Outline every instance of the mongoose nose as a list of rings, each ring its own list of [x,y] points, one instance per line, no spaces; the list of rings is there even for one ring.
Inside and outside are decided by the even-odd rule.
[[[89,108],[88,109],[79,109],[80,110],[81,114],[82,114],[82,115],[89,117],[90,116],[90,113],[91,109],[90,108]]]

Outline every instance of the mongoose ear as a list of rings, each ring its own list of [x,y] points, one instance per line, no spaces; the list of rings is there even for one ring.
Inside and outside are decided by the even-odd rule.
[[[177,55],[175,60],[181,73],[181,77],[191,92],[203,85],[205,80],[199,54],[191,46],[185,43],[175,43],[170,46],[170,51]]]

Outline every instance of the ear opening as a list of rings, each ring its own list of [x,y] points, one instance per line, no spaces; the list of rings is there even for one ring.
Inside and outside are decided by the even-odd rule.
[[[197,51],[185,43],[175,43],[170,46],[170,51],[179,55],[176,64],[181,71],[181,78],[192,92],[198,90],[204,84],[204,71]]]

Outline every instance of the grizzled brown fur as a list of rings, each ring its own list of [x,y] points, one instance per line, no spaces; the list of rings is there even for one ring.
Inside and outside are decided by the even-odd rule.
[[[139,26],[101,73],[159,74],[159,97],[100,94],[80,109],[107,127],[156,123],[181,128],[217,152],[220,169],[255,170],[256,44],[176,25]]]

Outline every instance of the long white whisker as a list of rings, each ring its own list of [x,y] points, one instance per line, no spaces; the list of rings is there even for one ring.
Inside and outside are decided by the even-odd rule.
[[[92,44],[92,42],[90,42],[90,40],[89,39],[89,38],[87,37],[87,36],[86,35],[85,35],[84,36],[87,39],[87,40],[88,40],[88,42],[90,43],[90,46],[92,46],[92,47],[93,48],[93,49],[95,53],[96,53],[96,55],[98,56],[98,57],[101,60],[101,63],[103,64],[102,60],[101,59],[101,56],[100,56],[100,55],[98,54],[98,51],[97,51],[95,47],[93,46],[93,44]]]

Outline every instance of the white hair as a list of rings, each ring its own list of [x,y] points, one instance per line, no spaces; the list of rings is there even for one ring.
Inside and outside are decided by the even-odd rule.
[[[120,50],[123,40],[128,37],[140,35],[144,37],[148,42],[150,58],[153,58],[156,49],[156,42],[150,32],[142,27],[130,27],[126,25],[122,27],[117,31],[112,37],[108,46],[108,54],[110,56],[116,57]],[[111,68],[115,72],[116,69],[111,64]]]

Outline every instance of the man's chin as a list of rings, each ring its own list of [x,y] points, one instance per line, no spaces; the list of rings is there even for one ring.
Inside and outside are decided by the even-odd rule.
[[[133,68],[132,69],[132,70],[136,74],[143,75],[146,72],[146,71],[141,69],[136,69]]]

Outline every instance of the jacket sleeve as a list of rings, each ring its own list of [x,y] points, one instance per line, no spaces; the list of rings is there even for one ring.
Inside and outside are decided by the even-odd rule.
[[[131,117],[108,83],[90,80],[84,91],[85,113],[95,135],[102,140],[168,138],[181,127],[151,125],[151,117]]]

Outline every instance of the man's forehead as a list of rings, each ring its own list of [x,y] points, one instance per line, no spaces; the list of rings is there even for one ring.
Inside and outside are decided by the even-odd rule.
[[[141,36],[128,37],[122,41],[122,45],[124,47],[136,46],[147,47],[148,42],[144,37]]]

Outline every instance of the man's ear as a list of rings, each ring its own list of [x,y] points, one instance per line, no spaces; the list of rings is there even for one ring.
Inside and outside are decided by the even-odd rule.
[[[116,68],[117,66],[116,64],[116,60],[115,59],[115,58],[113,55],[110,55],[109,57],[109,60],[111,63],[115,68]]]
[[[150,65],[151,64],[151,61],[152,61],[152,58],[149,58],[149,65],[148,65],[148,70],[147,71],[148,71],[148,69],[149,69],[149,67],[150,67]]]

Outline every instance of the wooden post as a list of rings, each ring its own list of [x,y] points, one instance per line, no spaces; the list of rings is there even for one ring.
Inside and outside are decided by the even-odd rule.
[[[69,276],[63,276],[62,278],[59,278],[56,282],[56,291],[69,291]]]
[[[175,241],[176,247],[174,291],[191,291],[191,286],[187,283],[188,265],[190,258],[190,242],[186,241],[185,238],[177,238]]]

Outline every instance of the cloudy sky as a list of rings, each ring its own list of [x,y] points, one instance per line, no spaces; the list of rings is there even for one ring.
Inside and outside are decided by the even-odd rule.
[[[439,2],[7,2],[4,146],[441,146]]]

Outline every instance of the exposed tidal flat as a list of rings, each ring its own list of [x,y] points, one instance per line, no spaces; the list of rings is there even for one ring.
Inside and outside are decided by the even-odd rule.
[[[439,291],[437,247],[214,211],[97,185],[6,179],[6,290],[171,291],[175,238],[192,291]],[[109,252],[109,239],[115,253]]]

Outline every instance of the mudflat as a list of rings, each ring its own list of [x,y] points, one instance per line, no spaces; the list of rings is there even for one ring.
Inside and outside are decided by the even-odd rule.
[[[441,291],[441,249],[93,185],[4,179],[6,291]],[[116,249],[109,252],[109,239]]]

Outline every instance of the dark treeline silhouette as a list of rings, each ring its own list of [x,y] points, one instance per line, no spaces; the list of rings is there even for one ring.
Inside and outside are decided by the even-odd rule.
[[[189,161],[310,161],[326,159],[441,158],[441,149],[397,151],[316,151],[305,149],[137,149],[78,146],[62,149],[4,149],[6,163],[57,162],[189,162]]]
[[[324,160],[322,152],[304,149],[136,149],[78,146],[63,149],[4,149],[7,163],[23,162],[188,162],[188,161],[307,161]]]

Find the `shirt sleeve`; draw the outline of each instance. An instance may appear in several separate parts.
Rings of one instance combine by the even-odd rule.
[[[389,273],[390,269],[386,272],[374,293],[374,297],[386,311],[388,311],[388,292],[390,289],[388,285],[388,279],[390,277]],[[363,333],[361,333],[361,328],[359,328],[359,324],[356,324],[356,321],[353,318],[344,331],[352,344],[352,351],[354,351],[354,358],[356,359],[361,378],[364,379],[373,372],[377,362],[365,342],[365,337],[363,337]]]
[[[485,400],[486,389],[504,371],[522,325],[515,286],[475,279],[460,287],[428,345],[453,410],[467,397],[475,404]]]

- - -

## [Stated problem]
Render all the rows above as a two-column CSV with the headers instruction and polygons, one line per row. Put each row's instruction text and its answer in a single double-quoted field, with any line breaks replaced by spaces.

## [Final result]
instruction,polygons
"Outline every instance of the mongoose nose as a list of rings, each ring its own list of [x,y] points, one instance per line, no spaces; the list of rings is there even for one ring. Inside and outside are decided by the even-odd rule.","[[[89,108],[88,109],[79,109],[80,110],[81,114],[82,114],[82,115],[89,117],[90,116],[90,113],[91,109],[90,108]]]"
"Outline every instance of the mongoose ear as a list of rings, each ring its own list of [x,y] points, one instance per line, no spaces; the list of rings is there even for one ring. Inside and outside are decided by the even-odd rule.","[[[177,55],[175,60],[181,73],[181,77],[191,92],[203,85],[205,80],[199,54],[191,46],[185,43],[175,43],[170,46],[170,51]]]"
"Outline every instance of the ear opening as a list of rings, each ring its own list of [x,y] points, one instance per line, no spaces; the list of rings is there even for one ring. Inside and outside are decided by the even-odd rule.","[[[197,51],[185,43],[175,43],[170,46],[170,51],[179,55],[176,64],[181,71],[181,78],[192,92],[198,90],[204,84],[204,71]]]"
"Outline every instance of the grizzled brown fur as a list of rings, each ring its own list of [x,y] points, one instance per line, no spaces; the list of rings is there even for one ring. Inside and outside are decided by the even-odd rule.","[[[139,26],[101,73],[159,74],[159,97],[100,94],[80,109],[107,127],[156,123],[181,128],[217,152],[220,169],[255,170],[256,44],[176,25]]]"
"Outline every instance of the long white whisker as a list of rings, each ring its own list of [x,y] points, one instance per line, no spaces; the list of rings is there even for one ring. Inside and outside are decided by the even-odd rule.","[[[92,44],[92,42],[90,42],[90,40],[89,39],[89,38],[87,37],[87,36],[86,35],[85,35],[84,36],[87,39],[87,40],[88,40],[88,42],[90,43],[90,46],[92,46],[92,47],[93,48],[93,49],[95,53],[96,53],[96,55],[98,56],[98,57],[101,60],[101,63],[103,64],[102,60],[101,59],[101,56],[100,56],[100,55],[98,54],[98,51],[97,51],[95,47],[93,46],[93,44]]]"
"Outline every instance of the white hair as a list of rings, each ring its own list of [x,y] points, one instance per line, no spaces; the list of rings is there even for one ring. Inside and outside are decided by the even-odd rule.","[[[120,50],[123,40],[128,37],[140,35],[144,37],[148,42],[150,58],[153,58],[156,49],[156,42],[150,32],[142,27],[130,27],[126,25],[122,27],[117,31],[112,37],[108,46],[108,54],[110,56],[116,57]],[[111,68],[115,72],[116,69],[111,64]]]"
"Outline every instance of the man's chin as a list of rings, each ring its own list of [x,y] points, one instance per line, no spaces; the list of rings is there even for one ring. Inside and outside are decided by the even-odd rule.","[[[133,68],[132,69],[132,70],[136,74],[143,75],[146,72],[146,71],[141,69],[136,69]]]"
"Outline every instance of the jacket sleeve as a list of rings, each ring its own list of [x,y] points, one instance per line, no spaces; the list of rings is there even for one ring. Inside and outside are decided by the even-odd rule.","[[[131,117],[108,83],[90,80],[84,91],[85,113],[95,135],[102,140],[168,138],[181,127],[151,125],[151,117]]]"
"Outline every instance of the man's forehead as a list of rings, each ring its own list of [x,y] points, one instance per line, no spaces; the list of rings is there even for one ring. Inside and outside are decided by the even-odd rule.","[[[141,36],[128,37],[122,41],[122,45],[124,47],[136,46],[147,47],[148,42],[144,37]]]"
"Outline every instance of the man's ear as a list of rings, each ring its own list of [x,y] points, one instance per line, no spaces; the list of rings is there even for one ring. Inside and outside are decided by the even-odd rule.","[[[116,68],[117,66],[116,64],[116,60],[115,59],[115,58],[113,55],[110,55],[109,57],[109,60],[111,63],[115,68]]] [[[150,65],[151,64],[151,61],[152,61],[152,58],[149,58],[149,65],[148,65],[148,70],[147,71],[148,71],[148,69],[149,69],[149,67],[150,67]]]"
"Outline every instance of the wooden post as a list of rings, each ring its own list of [x,y] points, one instance per line, no spaces; the list of rings is there even for one ring. Inside and outside are decided by the even-odd rule.","[[[69,276],[63,276],[62,278],[59,278],[56,282],[56,291],[69,291]]] [[[175,241],[176,247],[174,291],[191,291],[191,286],[187,283],[188,265],[190,258],[190,242],[186,241],[185,238],[177,238]]]"
"Outline every instance of the cloudy sky as a list of rings, each ring its own list of [x,y] points, one instance per line, no spaces; the list of rings is there even for one ring. Inside and outside are decided by the even-odd rule.","[[[439,2],[7,2],[4,146],[441,146]]]"
"Outline every instance of the exposed tidal flat as a list of rings, each ring its own list of [x,y] points, one instance per line, no spaces; the list of rings is there even for one ring. Inside and outside are decided by the even-odd rule.","[[[439,291],[437,247],[214,211],[97,185],[6,179],[6,290],[171,291],[175,238],[192,291]],[[109,252],[109,239],[115,253]]]"
"Outline every instance of the mudflat as a list of rings, each ring its own list of [x,y] points, one instance per line, no spaces; the list of rings is there even for one ring. Inside and outside are decided by the even-odd rule.","[[[441,291],[441,249],[93,185],[4,179],[6,291]],[[116,249],[109,252],[109,239]]]"
"Outline every instance of the dark treeline silhouette as a list of rings, each ring its own list of [x,y] points, one instance per line, no spaces; the list of rings is there even for one ring. Inside and outside are decided by the even-odd rule.","[[[189,161],[310,161],[326,159],[441,158],[441,149],[397,151],[316,151],[305,149],[137,149],[78,146],[62,149],[4,149],[6,163],[57,162],[189,162]]] [[[324,160],[322,152],[304,149],[136,149],[78,146],[63,149],[4,149],[7,163],[23,162],[188,162],[188,161],[307,161]]]"
"Find the `shirt sleeve`; draw the outline of each instance. An instance may appear in several separate parts. Rings of one instance combine by the even-odd rule.","[[[389,273],[390,269],[386,272],[374,293],[374,297],[386,311],[388,311],[388,292],[390,289],[388,285],[388,279],[390,277]],[[363,333],[361,333],[361,328],[359,328],[359,324],[356,324],[356,321],[353,318],[344,331],[352,344],[352,351],[354,351],[354,358],[356,359],[361,378],[364,379],[373,372],[377,362],[365,342],[365,337],[363,337]]] [[[485,400],[486,389],[504,371],[522,325],[515,286],[475,279],[460,287],[428,345],[453,410],[467,397],[475,404]]]"